+++ Text passage +++

ESSR 2016 / P-0092
Dynamic high-resolution ultrasound of intrinsic and extrinsic ligaments of the wrist: how to make it simple
Congress: ESSR 2016
Poster No.: P-0092
Type: Educational Poster
Keywords: Education and training, Diagnostic procedure, Ultrasound, Musculoskeletal system
Authors: S. Gitto, C. Messina, L. C. Pescatori, S. Sdao, A. Aliprandi, L. M. Sconfienza; Milan/IT


Intrinsic and extrinsic ligaments of the wrist stabilize the carpal bones during movement, acting as a guide with respect to the forearm bones and metacarpals, and transmitting motion from one carpal bone to another. They are intracapsular, extrasynovial structures, termed for the origin and insertion bones, proximal to distal and radial to ulnar. Extrinsic ligaments connect the carpus with the forearm bones or distal radioulnar ligaments; intrinsic ligaments are entirely situated within the carpus and connect adjacent bones within the proximal or distal row (interosseus ligaments), or pass over the midcarpal joint (midcarpal ligaments).

Lesions of wrist ligaments have been demonstrated to occur largely, mostly in patients with history of wrist trauma and carpal instability. In the setting of acute trauma, the prevalence of extrinsic and intrinsic ligament injury has recently been reported as 75% and 60%, respectively, being higher in case of concomitant osseous lesions. Carpal ligament abnormalities may also occur as a result of chronic, progressive diseases, such as rheumatoid arthritis. Early diagnosis is crucial to ensure optimal clinical management. Arthroscopy is regarded as the reference standard, but it is invasive and may be complicated by injuries of adjacent tendons, nerves, and vessels. Thus, imaging plays an essential role in the evaluation of wrist ligaments. Wrist ligaments are effectively examined with MR imaging and MR arthrography, which are however relatively expensive and burdened by artefacts if metallic implants are present; further, they are often unavailable in the context of acute trauma. Promising results have been published on US of carpal ligaments. Currently, this examination is not performed in routine clinical practice, maybe due to its technical feasibility considered as quite complex. Doubtless, more energy should be invested in this diagnostic tool that is inexpensive and largely available and, more importantly, allows to address the clinical question quickly with a focused examination of the injured structure.

+++ Information provided +++

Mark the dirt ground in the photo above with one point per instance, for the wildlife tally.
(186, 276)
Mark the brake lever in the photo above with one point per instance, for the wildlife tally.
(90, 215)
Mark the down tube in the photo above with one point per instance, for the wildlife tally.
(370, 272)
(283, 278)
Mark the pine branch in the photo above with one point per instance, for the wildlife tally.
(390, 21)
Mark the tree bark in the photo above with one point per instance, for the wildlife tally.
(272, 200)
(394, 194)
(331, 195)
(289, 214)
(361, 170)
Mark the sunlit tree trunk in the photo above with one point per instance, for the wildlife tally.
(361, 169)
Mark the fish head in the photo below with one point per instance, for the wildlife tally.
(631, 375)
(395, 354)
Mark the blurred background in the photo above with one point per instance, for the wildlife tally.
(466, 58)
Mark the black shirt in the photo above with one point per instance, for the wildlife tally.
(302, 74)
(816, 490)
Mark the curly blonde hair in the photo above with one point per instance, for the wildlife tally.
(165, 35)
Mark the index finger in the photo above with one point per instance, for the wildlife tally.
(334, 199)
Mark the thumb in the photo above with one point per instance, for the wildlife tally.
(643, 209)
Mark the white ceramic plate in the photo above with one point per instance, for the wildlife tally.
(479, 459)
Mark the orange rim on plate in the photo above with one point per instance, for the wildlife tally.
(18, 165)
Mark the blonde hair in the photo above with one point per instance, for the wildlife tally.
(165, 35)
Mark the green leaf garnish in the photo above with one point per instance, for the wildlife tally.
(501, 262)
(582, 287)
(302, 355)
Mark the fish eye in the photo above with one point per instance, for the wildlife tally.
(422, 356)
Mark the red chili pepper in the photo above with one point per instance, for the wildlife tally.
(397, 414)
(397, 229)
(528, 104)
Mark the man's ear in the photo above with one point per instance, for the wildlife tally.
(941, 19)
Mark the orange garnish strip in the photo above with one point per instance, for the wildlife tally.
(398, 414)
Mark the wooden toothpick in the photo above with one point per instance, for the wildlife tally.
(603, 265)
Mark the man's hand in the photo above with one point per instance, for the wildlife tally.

+++

_Required actions_:
A. Answer these questions using the wrist ligament ultrasound poster text:
(i) What type of poster is listed?
(ii) What prevalence of extrinsic ligament injury in acute trauma is reported?
(iii) What is regarded as the reference standard for diagnosing wrist ligament lesions?
B. From the wrist ligament ultrasound poster text, output the passage from "Intrinsic and extrinsic ligaments of the wrist stabilize" to "joint (midcarpal ligaments)." word for word.

_Solved tasks_:
A.
(i) An educational poster.
(ii) 75%.
(iii) Arthroscopy.

B.
Intrinsic and extrinsic ligaments of the wrist stabilize the carpal bones during movement, acting as a guide with respect to the forearm bones and metacarpals, and transmitting motion from one carpal bone to another. They are intracapsular, extrasynovial structures, termed for the origin and insertion bones, proximal to distal and radial to ulnar. Extrinsic ligaments connect the carpus with the forearm bones or distal radioulnar ligaments; intrinsic ligaments are entirely situated within the carpus and connect adjacent bones within the proximal or distal row (interosseus ligaments), or pass over the midcarpal joint (midcarpal ligaments).